- EXTRACT PROVIDED:
# 4000 muslims Attack christian Homes In Egypt



## Lowjack (Mar 5, 2011)

http://www.aina.org/news/20110304222016.htm

So who didn't think this would happen ?


----------



## jason4445 (Mar 6, 2011)

Nigerian Christians Attack Muslims, Kill Dozens

Seems like you over looked these accounts - whoever thought these would happen?


2004 - Reports estimate that between 67 and 300 are dead after Christian ethnic Taroks attacked Muslim cattle-herders in the town of Yelwa in central Nigeria's Plateau State. The Tarok ethnic group used machine guns mounted on jeeps, along with rifles and machetes, to attack the Muslim community. Possibly three mosques were damaged and at least 67 people have been buried, while hundreds more have fled or disappeared. Just last week, the Christian Tarok were attacked by the Muslim Hausa in the region.

In the most recent attack, the Associated Press reports that more that 100 were killed and 1,000 homes destroyed. "It will take time to account for the exact number of dead and missing. It's mass murder, because machine guns were used, not machetes," 

2006 - ONITSHA, Nigeria (Reuters) – 2006 Christian youths burned the corpses of Muslims on Thursday on the streets of Onitsha in southeastern Nigeria, the city worst hit by religious riots that have killed at least 146 people across the country in five days. Christian mobs, seeking revenge for the killings of Christians in the north, attacked Muslims with machetes, set fire to them, destroyed their houses and torched mosques in two days of violence in Onitsha, where 93 people died.


----------



## Ta-ton-ka chips (Mar 6, 2011)

jason4445 said:


> Nigerian Christians Attack Muslims, Kill Dozens
> 
> Seems like you over looked these accounts - whoever thought these would happen?
> 
> ...



Good, but that is old news
For every dead muslim, the world becomes a safer place.


----------



## StriperAddict (Mar 6, 2011)

jason4445 said:


> Nigerian Christians Attack Muslims, Kill Dozens
> 
> Seems like you over looked these accounts - whoever thought these would happen?



Seems you overlooked "first blood",
_whoever thought these would happen?_



> Between the February 24, 2004 Islamic attacks and the revenge attack by  Christians on May 2, 2004, _Muslims committed at least 22 separate  attacks against the Christian population_ of the area, including the  murder of a local Christian man that _triggered the Yelwa incident._


----------



## jason4445 (Mar 6, 2011)

So it is Christian to think that two wrongs Muslims attacking Christians and Christians attacking Muslims, makes a right in the eyes of God.  Who drew right blood, man sounds like 4th grade playground - Timmy hit me first.


----------



## StriperAddict (Mar 6, 2011)

- SOURCE EXCERPT:

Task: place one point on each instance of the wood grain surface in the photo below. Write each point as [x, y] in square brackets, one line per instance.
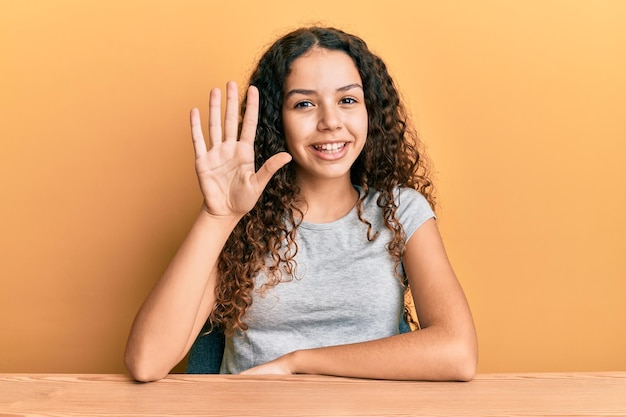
[549, 394]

- EXERCISE: Reproduce, word for word, the part of the forum thread that opens with the words containing "In the most" and closes with "chips (Mar 6, 2011)". The lines have no connection to the forum thread.

- SOLUTION TO THE EXERCISE:
In the most recent attack, the Associated Press reports that more that 100 were killed and 1,000 homes destroyed. "It will take time to account for the exact number of dead and missing. It's mass murder, because machine guns were used, not machetes," 

2006 - ONITSHA, Nigeria (Reuters) – 2006 Christian youths burned the corpses of Muslims on Thursday on the streets of Onitsha in southeastern Nigeria, the city worst hit by religious riots that have killed at least 146 people across the country in five days. Christian mobs, seeking revenge for the killings of Christians in the north, attacked Muslims with machetes, set fire to them, destroyed their houses and torched mosques in two days of violence in Onitsha, where 93 people died.


----------



## Ta-ton-ka chips (Mar 6, 2011)